→ **LIST OF TASKS**
**1)** In the post on popular Structure articles, what led the author to go through this list of 25 papers? Answer in one to three sentences.
**2)** Answer these questions about the post on popular Structure articles:
(a) On what date was the post written?
(b) Which numbered article does the author single out as the most interesting?
(c) What is the title of article 22 on the list?
**3)** Pick up the post on popular Structure articles right after its last line and keep writing.

→ **TEXT**
☆ ☆ ☆ ☆ ☆ ☆ ☆

Best of 25 hottest articles from STRUCTURE

by Peter Nollert
April 14, 2010 03:45

Structure, the magazine, sent me an email the other day with "the most requested full text articles your colleagues and competitors are currently downloading from Structure.". OK - let's see what's there for us protein crystallizers:

  1. Conformation Dependence of Backbone Geometry in Proteins
  2. Structure of the Human Dicer-TRBP Complex by Electron Microscopy
  3. The Nuclear Pore Complex Has Entered the Atomic Age • Review article
  4. Discovery Through the Computational Microscope • Review article
  5. Structure of PAS-Linked Histidine Kinase and the Response Regulator Complex
  6. Structure of IL-33 and Its Interaction with the ST2 and IL-1RAcP Receptors-Insight into Heterotrimeric IL-1 Signaling Complexes
  7. Insights into How Nucleotide-Binding Domains Power ABC Transport
  8. Structural Insights on the Mycobacterium tuberculosis Proteasomal ATPase Mpa
  9. Fluorescence-Detection Size-Exclusion Chromatography for Precrystallization Screening of Integral Membrane Proteins
  10. Secondary Structure of Huntingtin Amino-Terminal Region
  11. Structure and Signaling Mechanism of Per-ARNT-Sim Domains • Review article
  12. Intrinsic Domain and Loop Dynamics Commensurate with Catalytic Turnover in an Induced-Fit Enzyme
  13. Quantitative Determination of the Conformational Properties of Partially Folded and Intrinsically Disordered Proteins Using NMR Dipolar Couplings • Review article
  14. Structural Plasticity of Eph Receptor A4 Facilitates Cross-Class Ephrin Signaling
  15. Structural Dynamics of Light-Driven Proton Pumps
  16. Subunit Architecture of Multiprotein Assemblies Determined Using Restraints from Gas-Phase Measurements
  17. Toward Structural Elucidation of the @c-Secretase Complex • Review article
  18. Structural Basis for DNase Activity of a Conserved Protein Implicated in CRISPR-Mediated Genome Defense
  19. Structural Basis of Novel Interactions Between the Small-GTPase and GDI-like Domains in Prokaryotic FeoB Iron Transporter
  20. Structures and mechanisms of glycosyl hydrolases
  21. Binding of Small-Molecule Ligands to Proteins:''What You See''Is Not Always''What You Get'' • Review article
  22. Structural Basis for Calcium Sensing by GCaMP2
  23. Structural Basis for Binding of Hypoxia-Inducible Factor to the Oxygen-Sensing Prolyl Hydroxylases
  24. The Origin of Allosteric Functional Modulation: Multiple Pre-existing Pathways • Review article
  25. A Specific Cholesterol Binding Site Is Established by the 2.8 A Structure of the Human @b"2-Adrenergic Receptor

I am rather surprised by the high number of membrane protein-related papers. Out of these 25 hottest STRUCTURE articles I'd say that #9 looks like the most interesting one:

T. Kawate & E. Gouaux (2006)

☆ ☆ ☆ ☆ ☆ ☆ ☆

(Natural-language object grounding data)
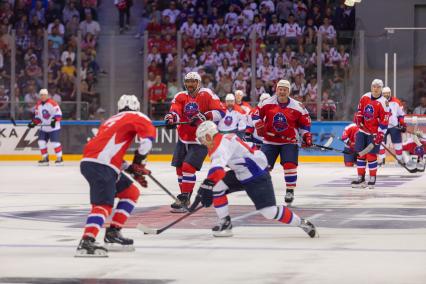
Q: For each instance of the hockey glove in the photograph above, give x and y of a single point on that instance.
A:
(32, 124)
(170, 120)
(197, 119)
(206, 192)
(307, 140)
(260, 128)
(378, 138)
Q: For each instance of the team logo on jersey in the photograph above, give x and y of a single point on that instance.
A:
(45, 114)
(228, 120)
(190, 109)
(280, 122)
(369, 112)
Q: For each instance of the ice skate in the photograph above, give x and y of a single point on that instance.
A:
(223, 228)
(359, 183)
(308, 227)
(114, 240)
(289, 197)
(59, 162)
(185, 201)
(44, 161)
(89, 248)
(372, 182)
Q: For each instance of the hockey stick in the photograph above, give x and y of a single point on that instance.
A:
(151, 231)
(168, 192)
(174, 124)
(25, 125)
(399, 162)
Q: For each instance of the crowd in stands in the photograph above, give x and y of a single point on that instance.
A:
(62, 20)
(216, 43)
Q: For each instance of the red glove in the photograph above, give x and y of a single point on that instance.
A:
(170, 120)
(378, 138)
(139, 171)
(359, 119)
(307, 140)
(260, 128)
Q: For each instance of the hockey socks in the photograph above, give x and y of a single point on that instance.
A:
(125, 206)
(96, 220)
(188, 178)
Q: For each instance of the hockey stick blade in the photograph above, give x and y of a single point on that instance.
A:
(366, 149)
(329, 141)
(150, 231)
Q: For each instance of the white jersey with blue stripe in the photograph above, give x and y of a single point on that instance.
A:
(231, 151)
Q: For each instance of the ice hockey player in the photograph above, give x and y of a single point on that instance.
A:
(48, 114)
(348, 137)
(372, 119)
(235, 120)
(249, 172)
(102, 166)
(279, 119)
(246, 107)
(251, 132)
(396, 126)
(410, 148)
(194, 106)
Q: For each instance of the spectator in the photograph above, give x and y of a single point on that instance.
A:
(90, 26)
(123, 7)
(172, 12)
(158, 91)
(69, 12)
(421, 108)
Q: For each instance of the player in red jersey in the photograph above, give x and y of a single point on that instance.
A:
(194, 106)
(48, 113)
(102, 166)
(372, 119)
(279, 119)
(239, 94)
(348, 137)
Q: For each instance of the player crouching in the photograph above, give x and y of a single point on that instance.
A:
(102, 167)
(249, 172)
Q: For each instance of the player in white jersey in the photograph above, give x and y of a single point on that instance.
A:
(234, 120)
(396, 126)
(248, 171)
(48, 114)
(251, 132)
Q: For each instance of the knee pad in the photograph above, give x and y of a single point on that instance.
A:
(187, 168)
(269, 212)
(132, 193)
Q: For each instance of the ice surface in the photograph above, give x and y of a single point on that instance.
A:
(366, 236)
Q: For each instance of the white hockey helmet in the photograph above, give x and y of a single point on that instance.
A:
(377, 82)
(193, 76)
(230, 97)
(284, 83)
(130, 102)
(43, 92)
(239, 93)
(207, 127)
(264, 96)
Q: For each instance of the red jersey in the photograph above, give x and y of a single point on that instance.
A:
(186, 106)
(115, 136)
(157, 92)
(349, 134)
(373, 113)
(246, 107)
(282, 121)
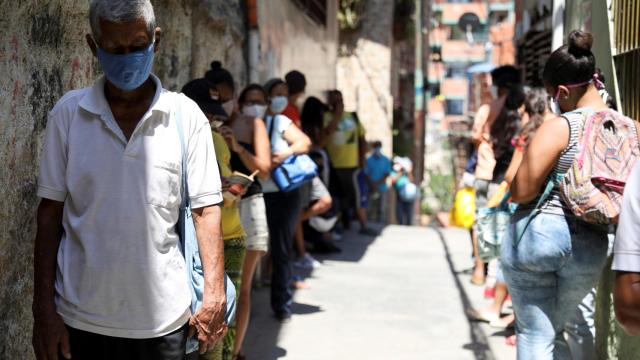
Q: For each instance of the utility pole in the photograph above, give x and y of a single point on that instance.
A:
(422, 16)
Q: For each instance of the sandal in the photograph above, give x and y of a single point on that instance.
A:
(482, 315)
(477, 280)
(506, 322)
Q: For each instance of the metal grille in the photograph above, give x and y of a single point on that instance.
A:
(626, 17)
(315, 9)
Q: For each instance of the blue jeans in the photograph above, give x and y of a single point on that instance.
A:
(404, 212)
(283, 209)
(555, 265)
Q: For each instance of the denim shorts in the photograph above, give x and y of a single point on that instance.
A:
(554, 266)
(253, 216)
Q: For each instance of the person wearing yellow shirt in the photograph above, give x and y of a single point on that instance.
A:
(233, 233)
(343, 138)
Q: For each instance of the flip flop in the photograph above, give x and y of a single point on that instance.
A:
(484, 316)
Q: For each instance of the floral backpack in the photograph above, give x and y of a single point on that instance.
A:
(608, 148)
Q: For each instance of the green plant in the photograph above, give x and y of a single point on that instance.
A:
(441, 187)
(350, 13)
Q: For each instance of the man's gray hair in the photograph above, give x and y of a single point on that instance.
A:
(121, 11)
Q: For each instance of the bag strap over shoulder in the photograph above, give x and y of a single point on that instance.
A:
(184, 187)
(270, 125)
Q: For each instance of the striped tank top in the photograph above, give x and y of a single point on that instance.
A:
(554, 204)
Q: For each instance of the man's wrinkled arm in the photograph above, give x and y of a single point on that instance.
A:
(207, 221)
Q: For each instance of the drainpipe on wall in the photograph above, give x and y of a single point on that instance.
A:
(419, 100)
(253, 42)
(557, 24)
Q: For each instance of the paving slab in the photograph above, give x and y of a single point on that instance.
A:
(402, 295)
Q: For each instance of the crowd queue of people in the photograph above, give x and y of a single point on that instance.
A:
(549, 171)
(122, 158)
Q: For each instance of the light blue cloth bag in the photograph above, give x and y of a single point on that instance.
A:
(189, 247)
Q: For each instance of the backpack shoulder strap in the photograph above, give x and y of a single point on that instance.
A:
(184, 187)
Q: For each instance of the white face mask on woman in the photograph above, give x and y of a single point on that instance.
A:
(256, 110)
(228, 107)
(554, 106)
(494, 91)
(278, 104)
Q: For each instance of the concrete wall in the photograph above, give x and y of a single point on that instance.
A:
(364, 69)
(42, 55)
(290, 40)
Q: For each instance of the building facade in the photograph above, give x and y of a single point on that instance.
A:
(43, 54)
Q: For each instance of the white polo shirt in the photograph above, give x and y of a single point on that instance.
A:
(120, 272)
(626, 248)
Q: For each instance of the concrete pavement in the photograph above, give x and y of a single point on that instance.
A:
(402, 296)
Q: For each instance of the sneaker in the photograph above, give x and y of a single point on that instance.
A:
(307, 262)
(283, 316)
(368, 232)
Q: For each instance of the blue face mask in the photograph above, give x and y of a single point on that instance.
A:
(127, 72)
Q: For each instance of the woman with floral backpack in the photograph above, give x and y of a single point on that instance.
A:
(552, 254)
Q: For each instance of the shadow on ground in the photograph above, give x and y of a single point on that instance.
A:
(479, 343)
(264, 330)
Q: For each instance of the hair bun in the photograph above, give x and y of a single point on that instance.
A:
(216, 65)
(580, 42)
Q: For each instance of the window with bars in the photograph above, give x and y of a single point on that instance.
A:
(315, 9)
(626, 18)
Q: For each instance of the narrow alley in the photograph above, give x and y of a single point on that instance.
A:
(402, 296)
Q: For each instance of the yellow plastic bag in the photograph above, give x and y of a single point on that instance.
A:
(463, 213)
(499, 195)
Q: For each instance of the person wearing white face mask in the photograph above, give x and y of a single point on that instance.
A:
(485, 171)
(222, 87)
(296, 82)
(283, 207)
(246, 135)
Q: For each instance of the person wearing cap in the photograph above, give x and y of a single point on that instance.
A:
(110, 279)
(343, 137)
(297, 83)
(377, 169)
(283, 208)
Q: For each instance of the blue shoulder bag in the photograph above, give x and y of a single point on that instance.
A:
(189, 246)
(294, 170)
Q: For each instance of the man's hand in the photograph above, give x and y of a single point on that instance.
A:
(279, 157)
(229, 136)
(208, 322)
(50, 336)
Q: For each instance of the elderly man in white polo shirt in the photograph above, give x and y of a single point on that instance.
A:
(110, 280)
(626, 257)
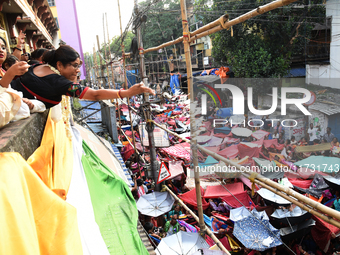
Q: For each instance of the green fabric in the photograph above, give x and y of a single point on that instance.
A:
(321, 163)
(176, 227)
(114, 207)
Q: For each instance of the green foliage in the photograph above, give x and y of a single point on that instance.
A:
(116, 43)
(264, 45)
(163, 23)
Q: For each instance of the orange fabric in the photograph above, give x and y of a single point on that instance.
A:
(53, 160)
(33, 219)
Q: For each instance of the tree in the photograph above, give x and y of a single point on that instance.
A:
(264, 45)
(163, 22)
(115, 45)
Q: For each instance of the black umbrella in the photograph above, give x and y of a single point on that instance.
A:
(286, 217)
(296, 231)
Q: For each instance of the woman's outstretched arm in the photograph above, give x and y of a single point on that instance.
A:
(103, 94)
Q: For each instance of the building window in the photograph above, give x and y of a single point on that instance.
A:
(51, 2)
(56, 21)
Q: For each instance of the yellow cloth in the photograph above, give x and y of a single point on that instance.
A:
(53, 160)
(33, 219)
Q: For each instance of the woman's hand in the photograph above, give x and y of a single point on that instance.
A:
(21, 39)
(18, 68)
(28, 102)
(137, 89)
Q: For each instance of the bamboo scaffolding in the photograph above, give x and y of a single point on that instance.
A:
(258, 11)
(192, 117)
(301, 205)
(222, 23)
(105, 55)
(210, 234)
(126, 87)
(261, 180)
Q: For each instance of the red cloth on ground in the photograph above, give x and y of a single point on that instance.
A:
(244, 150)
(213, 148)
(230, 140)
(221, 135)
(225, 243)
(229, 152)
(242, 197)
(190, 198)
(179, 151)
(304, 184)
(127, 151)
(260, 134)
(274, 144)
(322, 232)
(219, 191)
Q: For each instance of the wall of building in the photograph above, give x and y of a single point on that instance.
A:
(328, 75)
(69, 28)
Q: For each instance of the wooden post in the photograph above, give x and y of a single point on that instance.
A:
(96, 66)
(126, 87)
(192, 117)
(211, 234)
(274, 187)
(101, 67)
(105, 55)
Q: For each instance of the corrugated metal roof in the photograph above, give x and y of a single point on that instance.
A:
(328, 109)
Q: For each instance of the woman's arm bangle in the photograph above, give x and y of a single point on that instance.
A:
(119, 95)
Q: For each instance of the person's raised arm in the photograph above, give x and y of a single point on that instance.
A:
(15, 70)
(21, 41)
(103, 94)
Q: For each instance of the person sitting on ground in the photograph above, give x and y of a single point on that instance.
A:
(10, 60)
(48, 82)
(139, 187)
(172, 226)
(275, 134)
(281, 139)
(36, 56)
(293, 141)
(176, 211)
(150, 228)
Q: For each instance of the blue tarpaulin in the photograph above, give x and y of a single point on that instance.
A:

☆ ☆ ☆ ☆ ☆ ☆ ☆

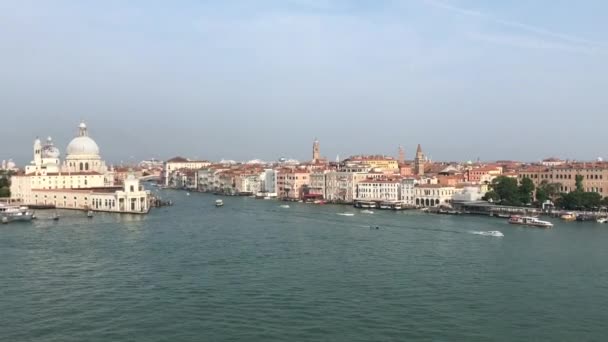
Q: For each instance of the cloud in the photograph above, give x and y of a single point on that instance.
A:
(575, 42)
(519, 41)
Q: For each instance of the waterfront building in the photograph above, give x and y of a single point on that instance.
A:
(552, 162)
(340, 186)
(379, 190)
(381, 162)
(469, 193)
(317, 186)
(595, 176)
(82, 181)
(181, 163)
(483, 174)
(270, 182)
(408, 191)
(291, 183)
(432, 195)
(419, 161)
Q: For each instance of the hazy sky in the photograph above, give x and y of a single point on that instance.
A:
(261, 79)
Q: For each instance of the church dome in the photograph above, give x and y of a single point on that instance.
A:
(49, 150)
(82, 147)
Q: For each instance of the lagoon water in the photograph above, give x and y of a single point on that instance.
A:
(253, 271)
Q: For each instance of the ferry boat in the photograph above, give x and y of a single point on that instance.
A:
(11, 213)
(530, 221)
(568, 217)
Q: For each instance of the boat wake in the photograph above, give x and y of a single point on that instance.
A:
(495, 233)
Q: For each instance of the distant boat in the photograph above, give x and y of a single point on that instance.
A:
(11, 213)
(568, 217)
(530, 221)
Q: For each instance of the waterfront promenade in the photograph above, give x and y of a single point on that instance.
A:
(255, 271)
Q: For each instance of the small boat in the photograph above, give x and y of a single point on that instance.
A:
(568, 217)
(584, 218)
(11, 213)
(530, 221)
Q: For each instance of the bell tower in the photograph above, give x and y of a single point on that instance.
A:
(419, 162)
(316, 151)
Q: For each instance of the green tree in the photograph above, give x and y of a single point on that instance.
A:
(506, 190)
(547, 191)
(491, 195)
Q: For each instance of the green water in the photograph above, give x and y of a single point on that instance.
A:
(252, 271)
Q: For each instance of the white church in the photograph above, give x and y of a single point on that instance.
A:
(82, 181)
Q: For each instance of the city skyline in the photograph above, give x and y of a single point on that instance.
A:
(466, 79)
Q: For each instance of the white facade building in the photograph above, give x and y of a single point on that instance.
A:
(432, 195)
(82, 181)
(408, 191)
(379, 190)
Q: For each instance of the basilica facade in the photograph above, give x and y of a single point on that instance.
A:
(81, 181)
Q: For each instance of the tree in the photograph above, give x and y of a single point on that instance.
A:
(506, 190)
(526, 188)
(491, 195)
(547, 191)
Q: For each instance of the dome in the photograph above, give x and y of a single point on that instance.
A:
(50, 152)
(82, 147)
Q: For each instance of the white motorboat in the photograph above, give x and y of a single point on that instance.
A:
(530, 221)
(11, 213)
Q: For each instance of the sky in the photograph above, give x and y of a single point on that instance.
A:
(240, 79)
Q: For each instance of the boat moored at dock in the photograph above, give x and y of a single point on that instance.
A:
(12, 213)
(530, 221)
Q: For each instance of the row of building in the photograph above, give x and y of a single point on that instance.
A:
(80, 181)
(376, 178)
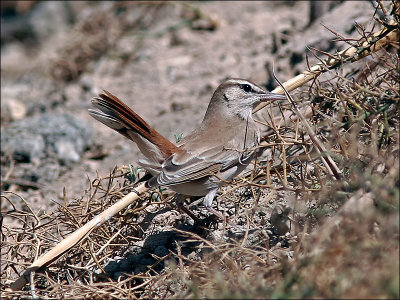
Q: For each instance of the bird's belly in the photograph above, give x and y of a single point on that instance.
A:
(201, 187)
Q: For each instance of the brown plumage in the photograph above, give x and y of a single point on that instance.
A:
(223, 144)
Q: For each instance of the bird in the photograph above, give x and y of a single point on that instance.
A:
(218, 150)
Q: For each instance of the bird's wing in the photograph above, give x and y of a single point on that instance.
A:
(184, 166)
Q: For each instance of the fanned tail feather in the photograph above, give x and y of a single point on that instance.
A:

☆ ☆ ☆ ☆ ☆ ☆ ☆

→ **RESULTS OF THE EXERCISE**
**1)** Structure emailed the author a list of the most requested full-text articles that readers were downloading. The author goes through it to see what it offers protein crystallizers.

**2)**
(a) April 14, 2010
(b) #9, Fluorescence-Detection Size-Exclusion Chromatography for Precrystallization Screening of Integral Membrane Proteins
(c) Structural Basis for Calcium Sensing by GCaMP2

**3)**
Fluorescence-Detection Size-Exclusion Chromatography for Precrystallization Screening of Integral Membrane Proteins
Volume 14 (4), 673-681

And this is of course Eric Gouaux & Toshimitsu Kawate's clever paper on analyzing the monodispersity and stability of protein-detergent complexes: 

Schematic pre-crystalline screening for membrane protein crystallization.

Described is a "rapid and efficient precrystallization screening strategy in which the target protein is covalently fused to green fluorescent protein (GFP) and the resulting unpurified protein is analyzed by fluorescence-detection size-exclusion chromatography (FSEC). This strategy requires only nanogram quantities of unpurified protein and allows one to evaluate localization and expression level, the degree of monodispersity, and the approximate molecular mass." This helps leapfrogging the otherwise tedious step purification optimization. And it helps to reduce "...unproductive large-scale protein expression and purification..." efforts.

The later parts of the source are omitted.